▶ [TASK] Can you convert the part of the listing below that opens with the line containing "Locate the live" and closes with the line containing "(865, 1131)" into a Markdown table with the columns Row and Line, skipping any blank lines?

▶ [DATA RECORDS]
★ ★ ★
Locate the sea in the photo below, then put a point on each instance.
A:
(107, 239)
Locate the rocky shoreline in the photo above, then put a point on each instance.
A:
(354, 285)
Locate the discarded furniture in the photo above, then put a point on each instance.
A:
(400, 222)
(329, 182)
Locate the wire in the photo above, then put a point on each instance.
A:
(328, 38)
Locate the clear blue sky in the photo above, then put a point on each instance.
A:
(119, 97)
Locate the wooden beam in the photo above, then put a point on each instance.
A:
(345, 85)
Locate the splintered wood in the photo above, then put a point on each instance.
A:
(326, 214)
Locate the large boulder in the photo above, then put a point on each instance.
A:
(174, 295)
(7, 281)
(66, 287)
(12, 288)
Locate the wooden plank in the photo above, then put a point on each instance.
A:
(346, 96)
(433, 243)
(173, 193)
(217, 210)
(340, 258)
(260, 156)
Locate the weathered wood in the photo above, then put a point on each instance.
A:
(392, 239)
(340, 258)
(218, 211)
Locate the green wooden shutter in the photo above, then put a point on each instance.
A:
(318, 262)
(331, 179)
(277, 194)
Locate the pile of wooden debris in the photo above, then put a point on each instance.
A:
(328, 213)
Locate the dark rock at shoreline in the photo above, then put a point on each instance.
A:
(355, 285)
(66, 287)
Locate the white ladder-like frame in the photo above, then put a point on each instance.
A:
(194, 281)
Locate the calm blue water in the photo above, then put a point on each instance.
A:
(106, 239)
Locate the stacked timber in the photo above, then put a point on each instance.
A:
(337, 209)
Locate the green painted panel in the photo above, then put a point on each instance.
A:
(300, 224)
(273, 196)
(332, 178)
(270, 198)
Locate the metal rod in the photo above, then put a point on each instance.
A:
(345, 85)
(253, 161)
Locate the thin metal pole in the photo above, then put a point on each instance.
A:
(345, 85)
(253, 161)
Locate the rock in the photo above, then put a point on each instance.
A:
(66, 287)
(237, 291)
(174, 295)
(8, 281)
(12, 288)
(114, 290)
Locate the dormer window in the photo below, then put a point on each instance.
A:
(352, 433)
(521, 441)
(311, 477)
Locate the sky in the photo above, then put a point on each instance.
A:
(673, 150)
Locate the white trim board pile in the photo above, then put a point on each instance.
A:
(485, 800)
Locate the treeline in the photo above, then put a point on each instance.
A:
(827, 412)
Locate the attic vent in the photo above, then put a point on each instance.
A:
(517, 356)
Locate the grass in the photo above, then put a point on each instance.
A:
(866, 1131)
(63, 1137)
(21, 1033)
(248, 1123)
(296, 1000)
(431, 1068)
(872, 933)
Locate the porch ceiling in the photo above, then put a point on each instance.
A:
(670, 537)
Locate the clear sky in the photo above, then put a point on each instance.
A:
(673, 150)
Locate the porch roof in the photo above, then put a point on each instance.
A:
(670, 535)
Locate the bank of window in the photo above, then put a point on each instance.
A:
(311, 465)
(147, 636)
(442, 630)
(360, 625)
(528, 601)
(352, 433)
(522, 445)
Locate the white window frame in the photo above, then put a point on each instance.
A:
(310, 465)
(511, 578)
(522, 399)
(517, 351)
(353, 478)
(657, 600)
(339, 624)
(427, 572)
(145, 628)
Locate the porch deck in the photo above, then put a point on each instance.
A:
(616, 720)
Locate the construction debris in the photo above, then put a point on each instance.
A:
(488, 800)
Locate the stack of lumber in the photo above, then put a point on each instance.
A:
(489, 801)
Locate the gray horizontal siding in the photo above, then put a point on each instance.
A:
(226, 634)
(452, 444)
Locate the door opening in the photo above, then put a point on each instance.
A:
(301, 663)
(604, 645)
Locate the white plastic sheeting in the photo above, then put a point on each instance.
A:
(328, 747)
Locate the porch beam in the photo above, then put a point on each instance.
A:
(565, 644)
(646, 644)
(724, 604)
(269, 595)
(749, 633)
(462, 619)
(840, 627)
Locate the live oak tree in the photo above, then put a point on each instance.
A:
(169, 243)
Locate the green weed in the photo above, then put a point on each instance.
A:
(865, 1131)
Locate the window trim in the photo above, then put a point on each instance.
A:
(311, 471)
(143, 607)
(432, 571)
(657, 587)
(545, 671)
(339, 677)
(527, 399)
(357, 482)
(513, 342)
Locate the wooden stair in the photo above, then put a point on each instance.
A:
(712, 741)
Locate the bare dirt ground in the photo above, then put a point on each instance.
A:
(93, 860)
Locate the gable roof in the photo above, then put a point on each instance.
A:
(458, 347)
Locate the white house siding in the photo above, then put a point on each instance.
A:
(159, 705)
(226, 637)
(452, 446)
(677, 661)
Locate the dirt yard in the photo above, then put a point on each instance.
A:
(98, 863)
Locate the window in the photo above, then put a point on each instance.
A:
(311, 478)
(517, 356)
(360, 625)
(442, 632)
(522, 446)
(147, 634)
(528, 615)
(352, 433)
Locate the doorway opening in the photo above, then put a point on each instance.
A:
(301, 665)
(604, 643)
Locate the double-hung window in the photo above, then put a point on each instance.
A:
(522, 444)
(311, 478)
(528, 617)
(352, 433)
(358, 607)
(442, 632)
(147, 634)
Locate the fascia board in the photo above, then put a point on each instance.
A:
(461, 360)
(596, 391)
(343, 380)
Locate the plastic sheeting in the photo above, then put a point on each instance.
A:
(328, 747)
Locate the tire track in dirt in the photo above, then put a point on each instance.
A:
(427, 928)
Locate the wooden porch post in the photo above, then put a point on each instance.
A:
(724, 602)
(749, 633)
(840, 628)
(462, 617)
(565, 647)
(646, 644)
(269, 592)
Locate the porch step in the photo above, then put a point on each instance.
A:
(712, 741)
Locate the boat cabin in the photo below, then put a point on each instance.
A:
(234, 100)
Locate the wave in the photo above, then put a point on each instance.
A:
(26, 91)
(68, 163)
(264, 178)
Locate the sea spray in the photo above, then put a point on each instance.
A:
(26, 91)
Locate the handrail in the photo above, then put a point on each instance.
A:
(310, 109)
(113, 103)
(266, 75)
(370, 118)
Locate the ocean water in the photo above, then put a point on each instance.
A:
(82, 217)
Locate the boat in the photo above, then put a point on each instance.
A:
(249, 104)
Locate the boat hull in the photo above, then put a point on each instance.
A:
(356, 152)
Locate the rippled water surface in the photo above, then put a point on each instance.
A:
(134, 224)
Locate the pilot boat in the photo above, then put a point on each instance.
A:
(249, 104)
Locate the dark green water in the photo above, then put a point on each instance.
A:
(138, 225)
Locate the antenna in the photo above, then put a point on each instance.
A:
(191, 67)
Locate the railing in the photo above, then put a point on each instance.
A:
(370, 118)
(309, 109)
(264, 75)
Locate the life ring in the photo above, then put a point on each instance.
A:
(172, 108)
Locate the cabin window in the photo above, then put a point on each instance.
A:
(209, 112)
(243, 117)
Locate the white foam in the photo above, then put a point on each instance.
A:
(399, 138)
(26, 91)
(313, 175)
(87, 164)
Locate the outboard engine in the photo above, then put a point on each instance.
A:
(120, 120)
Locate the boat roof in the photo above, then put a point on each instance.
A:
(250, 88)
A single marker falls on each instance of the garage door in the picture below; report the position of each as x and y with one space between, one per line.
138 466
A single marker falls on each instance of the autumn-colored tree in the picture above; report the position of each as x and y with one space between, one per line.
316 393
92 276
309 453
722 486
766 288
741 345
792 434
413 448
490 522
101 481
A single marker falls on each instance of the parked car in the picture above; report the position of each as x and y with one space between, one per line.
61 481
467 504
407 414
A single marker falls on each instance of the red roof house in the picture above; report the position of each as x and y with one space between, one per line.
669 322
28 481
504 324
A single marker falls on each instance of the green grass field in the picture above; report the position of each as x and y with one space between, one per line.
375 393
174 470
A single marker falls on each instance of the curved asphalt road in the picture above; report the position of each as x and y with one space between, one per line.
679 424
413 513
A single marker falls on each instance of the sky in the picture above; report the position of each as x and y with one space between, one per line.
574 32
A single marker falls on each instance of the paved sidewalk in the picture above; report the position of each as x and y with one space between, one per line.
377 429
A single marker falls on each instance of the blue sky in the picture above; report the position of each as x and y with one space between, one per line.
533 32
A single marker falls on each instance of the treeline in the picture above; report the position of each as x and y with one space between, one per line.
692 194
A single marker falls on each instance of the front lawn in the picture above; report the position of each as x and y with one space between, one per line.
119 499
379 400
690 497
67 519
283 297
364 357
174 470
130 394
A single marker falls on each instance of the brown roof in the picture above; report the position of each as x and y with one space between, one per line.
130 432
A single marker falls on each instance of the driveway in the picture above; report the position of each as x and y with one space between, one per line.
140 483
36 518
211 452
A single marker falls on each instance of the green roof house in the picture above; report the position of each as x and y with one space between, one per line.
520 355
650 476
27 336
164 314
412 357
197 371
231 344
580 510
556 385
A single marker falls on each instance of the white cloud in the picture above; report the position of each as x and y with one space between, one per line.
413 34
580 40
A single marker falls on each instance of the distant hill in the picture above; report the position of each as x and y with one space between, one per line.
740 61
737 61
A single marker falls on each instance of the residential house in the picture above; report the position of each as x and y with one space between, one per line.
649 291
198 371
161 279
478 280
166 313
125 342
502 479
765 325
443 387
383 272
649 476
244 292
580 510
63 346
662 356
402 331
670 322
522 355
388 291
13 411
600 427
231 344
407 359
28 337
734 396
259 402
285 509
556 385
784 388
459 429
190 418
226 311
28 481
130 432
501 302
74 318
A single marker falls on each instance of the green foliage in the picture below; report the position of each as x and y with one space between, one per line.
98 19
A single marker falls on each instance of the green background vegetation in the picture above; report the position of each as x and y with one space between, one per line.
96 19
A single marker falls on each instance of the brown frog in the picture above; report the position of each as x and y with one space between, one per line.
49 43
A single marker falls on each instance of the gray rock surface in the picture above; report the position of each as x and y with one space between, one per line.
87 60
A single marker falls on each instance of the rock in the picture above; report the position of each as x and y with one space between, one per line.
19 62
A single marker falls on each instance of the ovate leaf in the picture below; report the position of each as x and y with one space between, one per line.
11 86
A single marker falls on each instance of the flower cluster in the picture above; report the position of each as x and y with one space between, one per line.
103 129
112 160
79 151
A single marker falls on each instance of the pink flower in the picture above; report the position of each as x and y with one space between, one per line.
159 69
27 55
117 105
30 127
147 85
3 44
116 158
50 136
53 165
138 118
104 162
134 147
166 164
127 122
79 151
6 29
★ ★ ★
▶ [WORKED SOLUTION]
| Row | Line |
|---|---|
| 1 | Locate the live oak tree in the photo above, then put a point on each instance. |
| 2 | A: |
| 3 | (169, 243) |
| 4 | Locate the green weed in the photo above, then put a point on each instance. |
| 5 | A: |
| 6 | (865, 1131) |